Een probleem waar Joren Vermeersch tegenaan liep, was evenwel een groot gebrek aan zulke bronnen over de pest in Vlaanderen in het midden van de veertiende eeuw. Dat daaruit zelfs ooit de conclusie was getrokken dat Brugge, Gent en omgeving goeddeels de dans waren ontsprongen, gaat weliswaar tegen elke logica in – de Vlaamse handelssteden waren een centrum van internationaal verkeer – maar bewijs voor deze logica ontbrak nou eenmaal. Het is een van de verdiensten van Vermeersch dat hij dat hiaat in kennis voorgoed heeft opgevuld. Intensief archiefonderzoek leverde bijvoorbeeld de toestemming op die Brugge in 1349 verleende om twee grote nieuwe begraafplaatsen in te richten buiten de stadsmuren. Of de problemen in het Sint-Janshospitaal dat op enig moment zonder verplegend personeel zat, omdat nagenoeg iedereen overleden was.

Maar, zoals de ondertitel van Vermeersch’ studie al aangeeft, het boek gaat toch vooral over de gevolgen van de Zwarte Dood. Hoe was het leven in Vlaanderen in de jaren en zelfs de eeuwen na de ramp? Omdat niets menselijks de middeleeuwer vreemd was, leidde de opluchting onder de overlevenden overal tot nogal buitensporig gedrag. De verhalen uit de Decamerone bieden genoeg voorbeelden van seksuele en andere uitspattingen. Ook dit soort verhalen ontbreekt in de contemporaine Vlaamse literatuur. Maar Vermeersch weet wederom een aantal indirecte bewijzen op te diepen uit de archieven. In Gent zagen we vlak na de epidemie in korte tijd meerdere verordeningen verschijnen om drankmisbruik en prostitutie aan banden te leggen. De situatie was kennelijk zeer vergelijkbaar met wat Remco Campert constateerde na de ontberingen van de Tweede Wereldoorlog: ‘Alles zoop en naaide / heel Europa was één groot matras / en de hemel het plafond / van een derderangshotel.’

Ingrijpender waren de gevolgen voor de economie. Door een groot gebrek aan arbeidskrachten stond die voor heel nieuwe uitdagingen. Enorme prijsstijgingen, ook voor niet schaarse producten, veroorzaakten een inflatie die samen met de achterblijvende lonen de arbeiders voor grote problemen stelden. Vermeersch trekt een parallel met latere tijden:

Het concept van ‘vrije markt’ was in het laatmiddeleeuwse Europa een onbestaand begrip. Dat gold bij uitstek voor de arbeidsmarkt. Er was overheidsinmenging op een schaal die in de geschiedenis enkel door communistische regimes uit de twintigste eeuw werd geëvenaard.

**AANGELEVERDE GEGEVENS:**

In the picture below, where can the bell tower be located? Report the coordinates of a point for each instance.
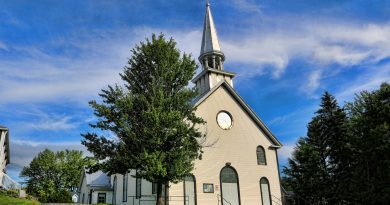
(211, 58)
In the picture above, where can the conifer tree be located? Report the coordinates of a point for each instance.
(316, 168)
(369, 117)
(151, 116)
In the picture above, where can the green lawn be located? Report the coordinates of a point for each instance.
(6, 200)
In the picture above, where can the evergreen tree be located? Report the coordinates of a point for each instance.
(316, 168)
(369, 117)
(51, 174)
(151, 116)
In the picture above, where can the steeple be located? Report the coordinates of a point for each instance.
(211, 57)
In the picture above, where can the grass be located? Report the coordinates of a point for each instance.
(6, 200)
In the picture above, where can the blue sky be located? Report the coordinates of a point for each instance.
(55, 56)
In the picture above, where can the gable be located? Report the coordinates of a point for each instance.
(233, 95)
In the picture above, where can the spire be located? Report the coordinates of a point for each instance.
(211, 55)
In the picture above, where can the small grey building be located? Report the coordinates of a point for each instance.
(95, 188)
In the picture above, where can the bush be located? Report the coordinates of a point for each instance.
(60, 196)
(10, 193)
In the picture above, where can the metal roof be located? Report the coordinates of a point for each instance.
(210, 43)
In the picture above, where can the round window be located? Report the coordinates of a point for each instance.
(224, 120)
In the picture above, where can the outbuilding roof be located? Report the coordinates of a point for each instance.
(197, 101)
(98, 179)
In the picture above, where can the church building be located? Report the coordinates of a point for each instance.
(239, 165)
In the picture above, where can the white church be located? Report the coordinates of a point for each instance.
(240, 167)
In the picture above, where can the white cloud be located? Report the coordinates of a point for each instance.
(101, 55)
(370, 81)
(23, 151)
(57, 123)
(247, 5)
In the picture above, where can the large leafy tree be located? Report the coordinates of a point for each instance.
(51, 175)
(316, 166)
(151, 117)
(369, 117)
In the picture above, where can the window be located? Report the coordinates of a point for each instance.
(189, 190)
(125, 187)
(138, 183)
(114, 192)
(265, 191)
(229, 186)
(261, 160)
(102, 198)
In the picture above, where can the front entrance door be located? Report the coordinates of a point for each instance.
(229, 186)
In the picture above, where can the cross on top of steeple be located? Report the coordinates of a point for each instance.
(211, 55)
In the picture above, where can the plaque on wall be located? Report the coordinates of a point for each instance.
(208, 188)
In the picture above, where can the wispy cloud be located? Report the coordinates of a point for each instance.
(247, 5)
(369, 81)
(23, 151)
(56, 123)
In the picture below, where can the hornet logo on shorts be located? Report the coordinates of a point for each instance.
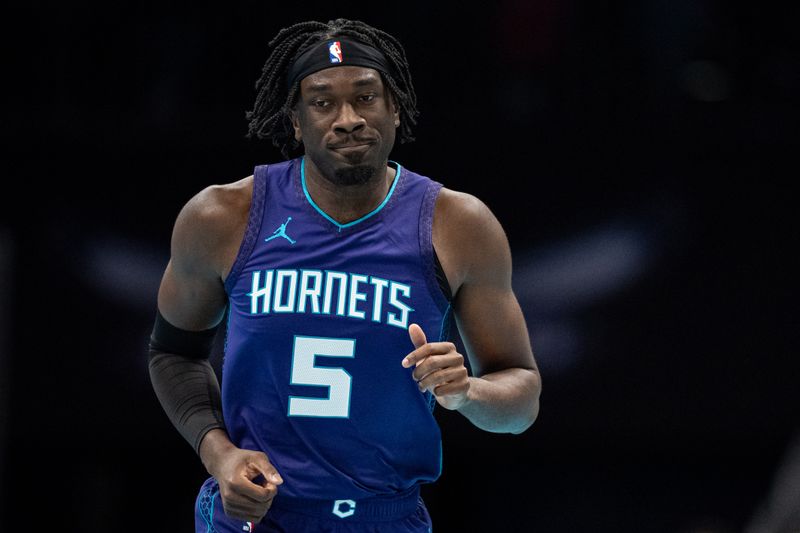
(335, 51)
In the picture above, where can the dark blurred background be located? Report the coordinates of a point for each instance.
(640, 155)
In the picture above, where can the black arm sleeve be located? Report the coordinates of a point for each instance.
(184, 381)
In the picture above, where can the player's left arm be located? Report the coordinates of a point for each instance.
(502, 394)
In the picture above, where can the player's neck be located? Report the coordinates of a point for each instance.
(346, 203)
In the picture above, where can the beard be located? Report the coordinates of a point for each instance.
(355, 174)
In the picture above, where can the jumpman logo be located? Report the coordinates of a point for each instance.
(281, 232)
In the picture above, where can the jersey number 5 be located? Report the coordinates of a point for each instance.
(336, 379)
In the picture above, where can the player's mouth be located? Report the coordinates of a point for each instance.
(352, 148)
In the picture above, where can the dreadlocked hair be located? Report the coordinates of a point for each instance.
(269, 118)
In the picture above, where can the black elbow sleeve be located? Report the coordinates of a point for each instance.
(184, 380)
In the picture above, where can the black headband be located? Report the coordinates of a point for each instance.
(336, 52)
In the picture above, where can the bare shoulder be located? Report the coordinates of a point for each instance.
(211, 225)
(468, 237)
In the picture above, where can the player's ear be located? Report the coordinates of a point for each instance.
(395, 109)
(298, 134)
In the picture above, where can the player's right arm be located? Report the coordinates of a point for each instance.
(191, 303)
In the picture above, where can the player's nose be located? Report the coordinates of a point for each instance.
(347, 120)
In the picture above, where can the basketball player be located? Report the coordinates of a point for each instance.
(340, 272)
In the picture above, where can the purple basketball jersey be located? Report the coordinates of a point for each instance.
(318, 327)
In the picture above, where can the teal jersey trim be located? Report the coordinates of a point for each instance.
(354, 222)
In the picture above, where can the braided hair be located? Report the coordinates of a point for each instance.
(269, 118)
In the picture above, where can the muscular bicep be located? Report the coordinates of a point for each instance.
(189, 300)
(488, 315)
(191, 295)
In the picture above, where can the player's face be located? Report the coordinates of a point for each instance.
(346, 119)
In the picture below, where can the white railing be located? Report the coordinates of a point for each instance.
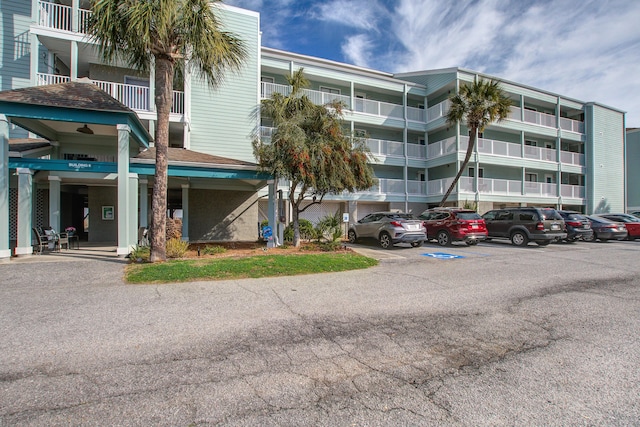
(547, 120)
(572, 191)
(441, 148)
(416, 114)
(539, 153)
(571, 125)
(381, 147)
(571, 158)
(438, 110)
(133, 96)
(540, 189)
(438, 186)
(417, 151)
(59, 17)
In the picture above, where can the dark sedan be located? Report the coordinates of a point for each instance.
(605, 229)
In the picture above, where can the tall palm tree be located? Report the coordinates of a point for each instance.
(481, 103)
(167, 34)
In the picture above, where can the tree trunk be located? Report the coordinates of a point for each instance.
(164, 69)
(467, 157)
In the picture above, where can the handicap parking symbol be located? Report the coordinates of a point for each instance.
(442, 255)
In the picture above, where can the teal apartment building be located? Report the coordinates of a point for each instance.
(551, 151)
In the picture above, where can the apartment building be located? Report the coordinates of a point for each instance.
(551, 151)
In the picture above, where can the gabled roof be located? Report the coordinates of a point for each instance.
(76, 95)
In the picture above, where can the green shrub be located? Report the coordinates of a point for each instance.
(214, 250)
(176, 248)
(140, 254)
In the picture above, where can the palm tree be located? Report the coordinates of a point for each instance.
(481, 103)
(168, 34)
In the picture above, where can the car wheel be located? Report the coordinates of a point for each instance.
(443, 238)
(519, 239)
(385, 241)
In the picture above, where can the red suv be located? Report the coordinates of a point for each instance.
(447, 225)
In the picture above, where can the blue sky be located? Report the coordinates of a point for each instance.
(584, 49)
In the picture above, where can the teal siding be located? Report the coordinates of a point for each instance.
(15, 51)
(633, 169)
(223, 120)
(605, 159)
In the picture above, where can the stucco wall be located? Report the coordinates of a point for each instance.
(216, 215)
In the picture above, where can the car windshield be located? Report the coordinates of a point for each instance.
(550, 214)
(468, 215)
(401, 216)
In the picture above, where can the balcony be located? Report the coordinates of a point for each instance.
(133, 96)
(366, 106)
(397, 187)
(60, 17)
(546, 120)
(505, 149)
(507, 187)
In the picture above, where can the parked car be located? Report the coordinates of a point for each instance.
(521, 225)
(578, 226)
(604, 229)
(389, 228)
(632, 223)
(447, 225)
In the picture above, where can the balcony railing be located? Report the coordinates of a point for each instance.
(502, 148)
(133, 96)
(438, 110)
(507, 187)
(547, 120)
(366, 106)
(59, 17)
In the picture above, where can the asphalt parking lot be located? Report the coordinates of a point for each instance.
(503, 336)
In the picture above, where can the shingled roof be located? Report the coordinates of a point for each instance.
(77, 95)
(183, 155)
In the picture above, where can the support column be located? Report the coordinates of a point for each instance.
(123, 217)
(132, 211)
(54, 202)
(5, 252)
(144, 203)
(73, 66)
(185, 212)
(272, 211)
(25, 210)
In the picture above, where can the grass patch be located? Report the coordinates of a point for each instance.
(242, 268)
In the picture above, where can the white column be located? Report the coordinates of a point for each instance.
(132, 210)
(123, 191)
(144, 203)
(25, 209)
(73, 66)
(185, 212)
(5, 252)
(54, 202)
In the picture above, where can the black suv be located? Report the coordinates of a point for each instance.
(578, 226)
(521, 225)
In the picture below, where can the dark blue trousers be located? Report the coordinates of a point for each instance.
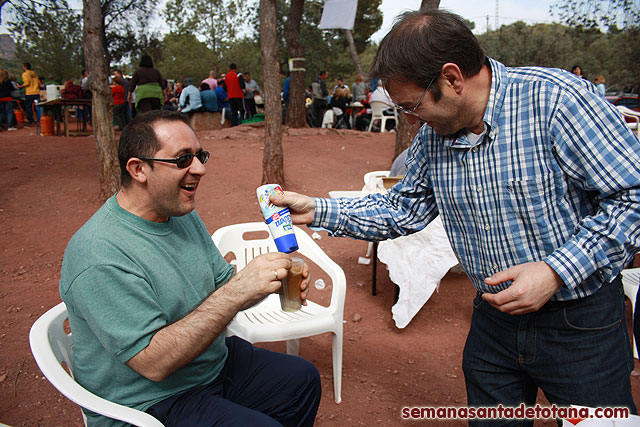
(256, 387)
(577, 352)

**OPDRACHTEN:**
**a)** Geef alle vondsten uit de archieven die de geciteerde passage aan Vermeersch toeschrijft.
**b)** In welk jaar gaf Brugge volgens de geciteerde passage toestemming voor twee nieuwe begraafplaatsen?
**c)** Vat de alinea van de geciteerde passage die begint met "Een probleem waar Joren Vermeersch" samen als een opsomming met de belangrijkste feiten.

**ANTWOORDEN:**
**a)**
- De toestemming die Brugge in 1349 gaf om buiten de stadsmuren twee grote nieuwe begraafplaatsen aan te leggen.
- De problemen in het Sint-Janshospitaal, dat op enig moment geen verplegend personeel meer had omdat bijna iedereen overleden was.
- De verordeningen die in Gent kort na de epidemie in snel tempo verschenen om drankmisbruik en prostitutie te beteugelen.

**b)** In 1349.

**c)**
- Over de pest in Vlaanderen in het midden van de veertiende eeuw bestonden weinig bronnen.
- Daaruit werd ooit geconcludeerd dat Brugge, Gent en omgeving grotendeels gespaard waren gebleven. Dat is onlogisch, omdat de Vlaamse handelssteden een centrum van internationaal verkeer waren, maar het bewijs daarvoor ontbrak.
- Vermeersch heeft deze leemte in de kennis voorgoed opgevuld.
- Zijn archiefonderzoek bracht onder meer aan het licht dat Brugge in 1349 toestemming gaf voor twee grote nieuwe begraafplaatsen buiten de stadsmuren.
- Ook vond hij dat het Sint-Janshospitaal op enig moment zonder verplegend personeel zat, omdat bijna iedereen overleden was.